#### Written exercise
Can you reproduce the listing below, replacing every "that would help a great deal" with "that would be very helpful" and changing nothing else, and omit the pictures from your answer?

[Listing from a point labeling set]
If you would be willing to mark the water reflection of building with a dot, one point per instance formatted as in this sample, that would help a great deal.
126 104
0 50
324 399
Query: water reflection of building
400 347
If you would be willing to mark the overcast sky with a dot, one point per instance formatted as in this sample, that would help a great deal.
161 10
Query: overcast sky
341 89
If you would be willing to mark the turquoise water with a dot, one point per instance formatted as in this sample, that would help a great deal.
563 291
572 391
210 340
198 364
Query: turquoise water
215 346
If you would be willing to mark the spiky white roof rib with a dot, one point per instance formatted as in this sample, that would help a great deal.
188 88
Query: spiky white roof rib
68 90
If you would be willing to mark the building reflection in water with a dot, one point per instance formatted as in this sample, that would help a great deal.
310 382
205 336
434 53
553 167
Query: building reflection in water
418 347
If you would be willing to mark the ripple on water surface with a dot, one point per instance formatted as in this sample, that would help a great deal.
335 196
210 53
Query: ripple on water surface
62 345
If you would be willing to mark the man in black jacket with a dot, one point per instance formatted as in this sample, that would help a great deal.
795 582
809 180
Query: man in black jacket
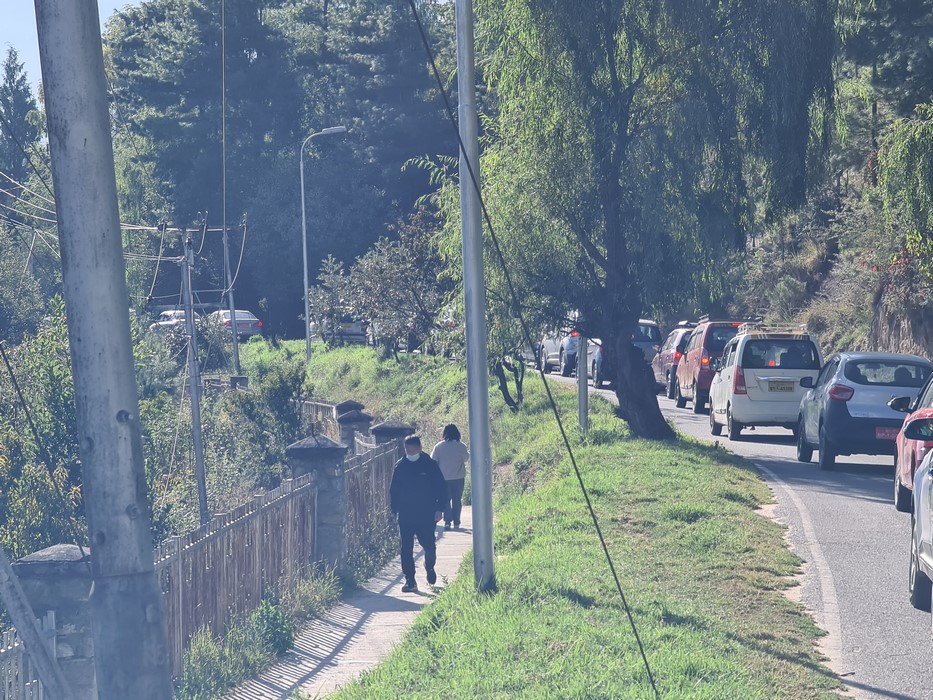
417 495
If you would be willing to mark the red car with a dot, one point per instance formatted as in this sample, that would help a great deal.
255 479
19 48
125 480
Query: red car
910 453
695 371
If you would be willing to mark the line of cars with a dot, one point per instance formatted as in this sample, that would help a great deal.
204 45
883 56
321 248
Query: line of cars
853 403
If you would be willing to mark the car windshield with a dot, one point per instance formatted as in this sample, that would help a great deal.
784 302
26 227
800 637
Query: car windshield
887 373
648 333
718 336
786 354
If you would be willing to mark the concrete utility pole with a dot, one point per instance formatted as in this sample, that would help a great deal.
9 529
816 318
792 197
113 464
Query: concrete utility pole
194 380
304 229
474 299
583 395
127 612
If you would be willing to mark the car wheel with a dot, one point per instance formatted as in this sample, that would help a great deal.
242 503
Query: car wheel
919 584
734 427
804 451
903 496
679 399
698 403
714 427
827 458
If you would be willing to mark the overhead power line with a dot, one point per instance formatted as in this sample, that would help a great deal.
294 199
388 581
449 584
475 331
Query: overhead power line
527 336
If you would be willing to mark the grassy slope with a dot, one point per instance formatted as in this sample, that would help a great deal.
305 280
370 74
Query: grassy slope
701 569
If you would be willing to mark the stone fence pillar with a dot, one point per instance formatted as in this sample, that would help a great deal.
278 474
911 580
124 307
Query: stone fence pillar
392 431
324 457
58 578
351 423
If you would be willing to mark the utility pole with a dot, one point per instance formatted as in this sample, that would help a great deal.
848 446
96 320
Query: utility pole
474 298
583 396
230 304
127 611
194 379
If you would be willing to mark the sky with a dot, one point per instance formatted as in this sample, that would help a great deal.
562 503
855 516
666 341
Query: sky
18 29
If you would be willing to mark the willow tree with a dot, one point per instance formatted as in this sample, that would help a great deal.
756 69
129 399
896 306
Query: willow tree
644 134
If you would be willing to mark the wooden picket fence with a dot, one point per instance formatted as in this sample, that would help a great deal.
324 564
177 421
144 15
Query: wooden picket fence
18 678
224 568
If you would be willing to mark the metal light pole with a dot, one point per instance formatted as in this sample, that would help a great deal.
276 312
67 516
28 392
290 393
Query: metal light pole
127 610
304 229
474 297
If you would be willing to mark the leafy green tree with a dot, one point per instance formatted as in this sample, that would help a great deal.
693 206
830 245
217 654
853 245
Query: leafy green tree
638 128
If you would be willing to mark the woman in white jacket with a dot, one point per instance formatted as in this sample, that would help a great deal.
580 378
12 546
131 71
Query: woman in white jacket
451 456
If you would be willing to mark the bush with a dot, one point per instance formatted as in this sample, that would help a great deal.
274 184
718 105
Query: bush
274 626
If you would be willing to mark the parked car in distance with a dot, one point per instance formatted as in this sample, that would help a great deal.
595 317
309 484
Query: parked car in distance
758 380
910 453
247 325
646 338
665 361
695 370
846 410
921 531
168 321
559 350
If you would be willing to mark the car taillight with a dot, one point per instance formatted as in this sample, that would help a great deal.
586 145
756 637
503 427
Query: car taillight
739 382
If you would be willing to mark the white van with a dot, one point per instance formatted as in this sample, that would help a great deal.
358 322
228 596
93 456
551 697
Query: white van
757 381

#### Final result
If you would be willing to mark the water reflection of building with a dot, one point per instance formatted as in this sample, that would be very helpful.
126 104
0 50
324 399
Query: water reflection of building
400 347
If you would be willing to mark the overcast sky with a dot, one point per instance formatted as in this sample, that would be very helpful.
161 10
Query: overcast sky
341 89
If you would be willing to mark the turquoise water with a dot, one point per instance formatted as in this sample, that would be very helpful.
563 291
572 391
210 340
198 364
Query: turquoise water
215 346
If you would be willing to mark the spiky white roof rib with a dot, one point per instance formatted as in this sample, that would be very helpful.
188 88
Query: spiky white roof rib
68 90
If you would be willing to mark the building reflection in water with a dot, one point per instance formatted as in this sample, that would be very helpful.
310 382
205 336
434 53
553 167
Query: building reflection in water
418 347
If you would be willing to mark the ripple on water surface with a dot, one point per instance formatted as in this sample, that would be very helpful.
335 196
210 53
Query: ripple on water surface
62 345
If you would be willing to mark the man in black jacket with a dot, one point per instance formatted as in this sample, that would be very helpful.
795 582
809 180
Query: man in black jacket
417 495
If you would be willing to mark the red car with a dot, one point per instance formatted as in this sample, that would be very helpful.
255 479
19 48
125 480
Query: red car
910 453
695 371
If you would be willing to mark the line of cars with a dot, one point per instance formatted as in this sample, that would be very helpful.
204 45
883 56
321 248
Query: line of cars
853 403
If you would be willing to mark the car windshield with a dot, one point per instance formatted as in this sample, that would be very helpful.
784 302
26 227
800 637
Query: car windshield
887 373
648 333
718 336
786 354
If you would be willing to mark the concrete utility pole with a dot, one point per instance formatted as in this sample, that would be very helpful.
9 529
816 318
792 197
113 464
Query: concrete utility pole
194 380
304 229
474 299
583 395
127 612
If you would be willing to mark the car wheel with a dot, one point per instance formatted as in this sample, that would be very helpful.
242 503
Query: car wheel
919 584
734 427
804 451
903 496
679 399
698 403
714 427
827 458
If you would be willing to mark the overhead power line with a dot, one point per instance formatted as in this sample, that would be very helpful.
294 199
388 581
449 584
475 331
Query: overhead power line
527 336
If you would be willing to mark the grassy slope with a dot, one point per instance formatted as in this sample, that would be very helpful.
305 280
370 74
Query: grassy slope
701 569
If you would be willing to mark the stone fence pillar with a dot, one point per instance formatted as in this sample, that would be very helpful.
278 474
911 580
124 307
Query: stone fence pillar
392 431
324 457
58 578
351 423
If you would be willing to mark the utility pole with a dot, one point per instance formatted as in this sample, that would be very helpful.
848 446
96 320
Query: utility pole
474 298
583 396
230 304
127 611
194 379
If you would be willing to mark the sky with a dot, one point per instance formatted as in this sample, that would be very helpful.
562 503
855 516
666 341
Query: sky
18 29
If you would be willing to mark the willow tree with a dot, one point per instance formatted as in this sample, that would be very helpful.
756 69
129 399
896 306
Query: willow tree
644 134
If you would be willing to mark the wooden picket fence with a dot, one point per instance formatted as in this sample, that would be very helpful.
324 564
177 421
144 15
Query: wooden picket fence
18 678
224 568
If you would be willing to mark the metal light pole with a dot, one point per instance formatted as in this sample, that would be very helpful.
276 312
67 516
28 392
290 393
Query: metal light pole
127 610
304 229
474 297
If you would be willing to mark the leafy green tree with a dot, one point per instance formatted as in this sample, that would be very helpful.
693 206
830 245
217 654
853 245
Query: leafy green tree
638 128
If you would be willing to mark the woman in white jacket with a dot, one point per instance formatted as in this sample, that would be very helpful.
580 378
12 546
131 71
Query: woman in white jacket
451 456
If you would be willing to mark the bush with a dot, one point per instance formatted as in this sample, that would be very helpful.
274 184
718 105
Query: bush
274 626
If you would be willing to mark the parked car in distance with a dot, one point per instance formatted as in this sample, that would be very helpful.
595 317
309 484
Query: parked car in distance
758 380
910 453
247 325
646 338
665 361
695 370
846 410
921 531
168 321
559 350
If you would be willing to mark the car taillight with a dot, one point per instance formatted as in this sample, that would be very helpful.
586 145
756 637
503 427
Query: car taillight
739 382
If you would be willing to mark the white van with a dot, one point per instance formatted as in this sample, that would be very helpful.
358 322
228 596
93 456
551 697
Query: white van
757 381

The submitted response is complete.